▶ _Exercise requirements_:
Which lines of the material below contain the word "belt"? Copy each of those lines in full.

▶ _Material shown_:
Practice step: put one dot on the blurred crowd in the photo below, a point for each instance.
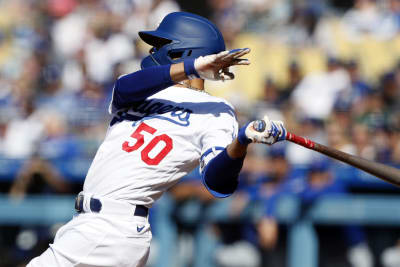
(336, 80)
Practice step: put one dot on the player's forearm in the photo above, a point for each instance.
(236, 150)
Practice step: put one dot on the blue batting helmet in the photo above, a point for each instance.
(179, 36)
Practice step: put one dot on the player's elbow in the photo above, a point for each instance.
(220, 176)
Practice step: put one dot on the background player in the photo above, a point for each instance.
(163, 124)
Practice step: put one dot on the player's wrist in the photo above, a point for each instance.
(242, 137)
(190, 69)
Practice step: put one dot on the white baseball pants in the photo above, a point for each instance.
(96, 239)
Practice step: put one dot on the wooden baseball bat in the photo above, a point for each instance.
(384, 172)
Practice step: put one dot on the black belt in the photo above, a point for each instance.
(95, 206)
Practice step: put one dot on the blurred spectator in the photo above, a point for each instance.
(366, 17)
(22, 134)
(38, 176)
(319, 183)
(391, 256)
(315, 95)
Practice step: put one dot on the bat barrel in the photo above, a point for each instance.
(384, 172)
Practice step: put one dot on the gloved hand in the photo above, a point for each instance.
(216, 67)
(262, 131)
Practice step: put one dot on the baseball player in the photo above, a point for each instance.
(164, 124)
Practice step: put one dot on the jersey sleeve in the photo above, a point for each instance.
(139, 85)
(218, 133)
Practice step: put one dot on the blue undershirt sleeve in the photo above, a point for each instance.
(220, 176)
(141, 84)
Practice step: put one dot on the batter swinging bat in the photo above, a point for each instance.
(384, 172)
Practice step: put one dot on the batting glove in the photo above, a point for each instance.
(216, 67)
(262, 131)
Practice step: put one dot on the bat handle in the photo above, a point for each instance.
(300, 140)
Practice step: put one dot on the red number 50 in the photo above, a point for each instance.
(143, 127)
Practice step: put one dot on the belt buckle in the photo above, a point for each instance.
(79, 203)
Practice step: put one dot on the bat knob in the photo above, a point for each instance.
(259, 125)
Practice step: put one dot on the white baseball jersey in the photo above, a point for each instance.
(155, 142)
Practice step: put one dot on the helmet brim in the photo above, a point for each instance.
(156, 38)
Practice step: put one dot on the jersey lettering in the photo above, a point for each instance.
(137, 134)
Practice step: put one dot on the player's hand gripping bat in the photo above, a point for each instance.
(384, 172)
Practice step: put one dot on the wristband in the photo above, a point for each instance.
(190, 70)
(242, 138)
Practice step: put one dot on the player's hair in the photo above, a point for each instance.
(181, 35)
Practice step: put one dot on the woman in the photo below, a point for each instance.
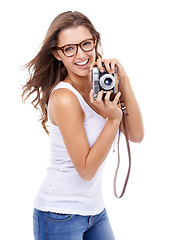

▶ _Solution for this problem_:
Practice step: put one dot on the black belt in the photo above, a point for each instance.
Practice step: put one dot on the belt buckle in the photo above, a point for each instance.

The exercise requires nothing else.